> _Short problem_
Could you rewrite the entries from the line containing "Where can the grassy" through the last one, swapping "pin" for "marker" and leaving everything else untouched?

>> Start

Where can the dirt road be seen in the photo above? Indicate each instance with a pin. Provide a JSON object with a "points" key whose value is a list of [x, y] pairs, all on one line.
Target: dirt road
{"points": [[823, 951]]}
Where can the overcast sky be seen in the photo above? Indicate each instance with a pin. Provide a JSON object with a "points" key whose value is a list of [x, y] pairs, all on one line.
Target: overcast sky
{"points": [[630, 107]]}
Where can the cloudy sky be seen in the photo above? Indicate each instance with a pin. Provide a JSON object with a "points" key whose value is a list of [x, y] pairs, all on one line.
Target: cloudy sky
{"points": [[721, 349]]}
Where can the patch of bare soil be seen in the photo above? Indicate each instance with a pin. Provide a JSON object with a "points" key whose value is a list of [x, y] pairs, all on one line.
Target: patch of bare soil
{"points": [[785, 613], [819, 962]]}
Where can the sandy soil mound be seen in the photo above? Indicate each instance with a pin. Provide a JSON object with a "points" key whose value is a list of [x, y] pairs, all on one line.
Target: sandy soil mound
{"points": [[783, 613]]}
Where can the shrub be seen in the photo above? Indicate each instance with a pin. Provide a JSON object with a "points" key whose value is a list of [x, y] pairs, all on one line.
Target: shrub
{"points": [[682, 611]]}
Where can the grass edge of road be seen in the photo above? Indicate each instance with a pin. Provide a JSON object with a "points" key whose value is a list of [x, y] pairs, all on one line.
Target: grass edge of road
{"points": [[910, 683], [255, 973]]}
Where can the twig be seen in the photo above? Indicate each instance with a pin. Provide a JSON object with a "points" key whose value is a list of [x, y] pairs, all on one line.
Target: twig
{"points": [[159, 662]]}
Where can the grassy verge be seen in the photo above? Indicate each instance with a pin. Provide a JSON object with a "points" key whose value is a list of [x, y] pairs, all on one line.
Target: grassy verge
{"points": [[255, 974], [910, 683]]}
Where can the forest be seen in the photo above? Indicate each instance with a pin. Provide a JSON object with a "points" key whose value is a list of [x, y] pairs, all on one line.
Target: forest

>> End

> _Exercise output_
Where can the grassy verge be seen in the photo above? Indicate each instance with a marker. Provide a JSON object with a "points" key whose value is a list of [x, y] pairs, all on one line.
Target: grassy verge
{"points": [[255, 974], [910, 683]]}
Where can the forest be seen in the photo above? Indicate each instance with a marker. Provide a JSON object with a "points" key whose value is a list of [x, y] pairs, all on one line.
Target: forest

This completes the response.